--- Teks yang Disediakan ---

---+---

TENGGULUN. Selain identik dengan pemudanya yang mencari ladang kedua di Malaysia, desa berpenduduk sekitar 2.600 jiwa di Kecamatan Solokuro, Lamongan, Jawa Timur, yang akhir-akhir ini meroket namanya lantaran Amrozi, itu identik juga dengan Kiai Sinori.
Menurut cerita penduduk setempat, Kiai Sinori adalah "pembabat alas" yang memperkenalkan warga Desa Tenggulun dengan ajaran Islam. Sekitar awal abad ke-19, kiai asal Madura ini datang ke desa itu untuk bertapa.
"Tujuan utamanya ke sini untuk menyebarkan agama Islam di desa ini," ujar Kepala Desa Tenggulun Drs Maskun. Setelah menyebarkan agama Islam selama empat tahun, pada usia 21 tahun, kiai yang gemar memelihara burung perkutut ini meninggal dunia. Kiai yang banyak berjasa kepada warga desa itu dimakamkan di belakang Masjid Baitul Muttaqin yang terletak sekitar 300 meter dari rumah Amrozi. Terdapat cungkup untuk menghormati jasa-jasanya kepada warga desa.

---+---

--- Perintah Latihan ---
**A)** Tuliskan kembali seluruh teks tentang Kiai Sinori tanpa mengubah satu kata pun.
**B)** Pilihlah setiap baris pada daftar di bawah yang memuat kata "lamp", kemudian salin baris-baris tersebut.

--- Data pelabelan koordinat ---
---+---

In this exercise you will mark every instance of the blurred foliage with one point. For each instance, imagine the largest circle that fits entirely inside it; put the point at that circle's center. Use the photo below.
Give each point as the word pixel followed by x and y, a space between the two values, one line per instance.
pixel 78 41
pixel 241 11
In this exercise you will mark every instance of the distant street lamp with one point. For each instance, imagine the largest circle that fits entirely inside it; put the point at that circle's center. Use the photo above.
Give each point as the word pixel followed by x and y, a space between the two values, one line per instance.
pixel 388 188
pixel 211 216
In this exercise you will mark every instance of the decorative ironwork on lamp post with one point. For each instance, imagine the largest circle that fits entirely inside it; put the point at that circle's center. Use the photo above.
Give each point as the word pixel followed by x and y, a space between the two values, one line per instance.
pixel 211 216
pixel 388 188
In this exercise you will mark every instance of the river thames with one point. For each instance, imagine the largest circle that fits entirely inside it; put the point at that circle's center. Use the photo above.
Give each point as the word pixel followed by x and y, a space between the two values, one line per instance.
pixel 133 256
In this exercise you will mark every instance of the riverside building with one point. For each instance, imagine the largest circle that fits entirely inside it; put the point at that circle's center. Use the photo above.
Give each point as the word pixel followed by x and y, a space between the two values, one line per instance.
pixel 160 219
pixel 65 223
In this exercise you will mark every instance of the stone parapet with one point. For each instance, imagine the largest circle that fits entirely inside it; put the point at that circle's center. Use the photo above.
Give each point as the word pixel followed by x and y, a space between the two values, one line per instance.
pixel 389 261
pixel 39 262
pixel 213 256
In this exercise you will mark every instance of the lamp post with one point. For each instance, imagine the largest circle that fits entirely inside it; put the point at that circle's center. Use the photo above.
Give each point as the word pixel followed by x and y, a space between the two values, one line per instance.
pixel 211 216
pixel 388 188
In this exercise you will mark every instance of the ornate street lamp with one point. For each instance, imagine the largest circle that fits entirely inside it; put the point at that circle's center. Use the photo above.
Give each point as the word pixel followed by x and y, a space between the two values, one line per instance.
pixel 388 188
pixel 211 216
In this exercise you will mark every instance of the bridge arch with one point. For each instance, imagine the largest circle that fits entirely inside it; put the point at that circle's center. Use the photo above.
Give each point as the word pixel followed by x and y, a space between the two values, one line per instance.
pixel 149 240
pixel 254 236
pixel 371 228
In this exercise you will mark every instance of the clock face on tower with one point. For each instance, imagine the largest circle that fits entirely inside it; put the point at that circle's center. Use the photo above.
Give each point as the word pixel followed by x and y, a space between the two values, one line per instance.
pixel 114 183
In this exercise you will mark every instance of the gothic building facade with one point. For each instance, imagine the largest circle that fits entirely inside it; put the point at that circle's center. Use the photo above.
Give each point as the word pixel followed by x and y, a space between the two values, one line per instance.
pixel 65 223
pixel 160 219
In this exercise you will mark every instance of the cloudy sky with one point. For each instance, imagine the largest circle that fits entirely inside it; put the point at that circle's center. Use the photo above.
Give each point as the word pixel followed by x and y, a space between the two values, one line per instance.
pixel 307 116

---+---

--- Kunci Jawaban ---
**A)**
TENGGULUN. Selain identik dengan pemudanya yang mencari ladang kedua di Malaysia, desa berpenduduk sekitar 2.600 jiwa di Kecamatan Solokuro, Lamongan, Jawa Timur, yang akhir-akhir ini meroket namanya lantaran Amrozi, itu identik juga dengan Kiai Sinori.
Menurut cerita penduduk setempat, Kiai Sinori adalah "pembabat alas" yang memperkenalkan warga Desa Tenggulun dengan ajaran Islam. Sekitar awal abad ke-19, kiai asal Madura ini datang ke desa itu untuk bertapa.
"Tujuan utamanya ke sini untuk menyebarkan agama Islam di desa ini," ujar Kepala Desa Tenggulun Drs Maskun. Setelah menyebarkan agama Islam selama empat tahun, pada usia 21 tahun, kiai yang gemar memelihara burung perkutut ini meninggal dunia. Kiai yang banyak berjasa kepada warga desa itu dimakamkan di belakang Masjid Baitul Muttaqin yang terletak sekitar 300 meter dari rumah Amrozi. Terdapat cungkup untuk menghormati jasa-jasanya kepada warga desa.

**B)**
In this exercise you will mark every instance of the distant street lamp with one point. For each instance, imagine the largest circle that fits entirely inside it; put the point at that circle's center. Use the photo above.
In this exercise you will mark every instance of the decorative ironwork on lamp post with one point. For each instance, imagine the largest circle that fits entirely inside it; put the point at that circle's center. Use the photo above.
In this exercise you will mark every instance of the lamp post with one point. For each instance, imagine the largest circle that fits entirely inside it; put the point at that circle's center. Use the photo above.
In this exercise you will mark every instance of the ornate street lamp with one point. For each instance, imagine the largest circle that fits entirely inside it; put the point at that circle's center. Use the photo above.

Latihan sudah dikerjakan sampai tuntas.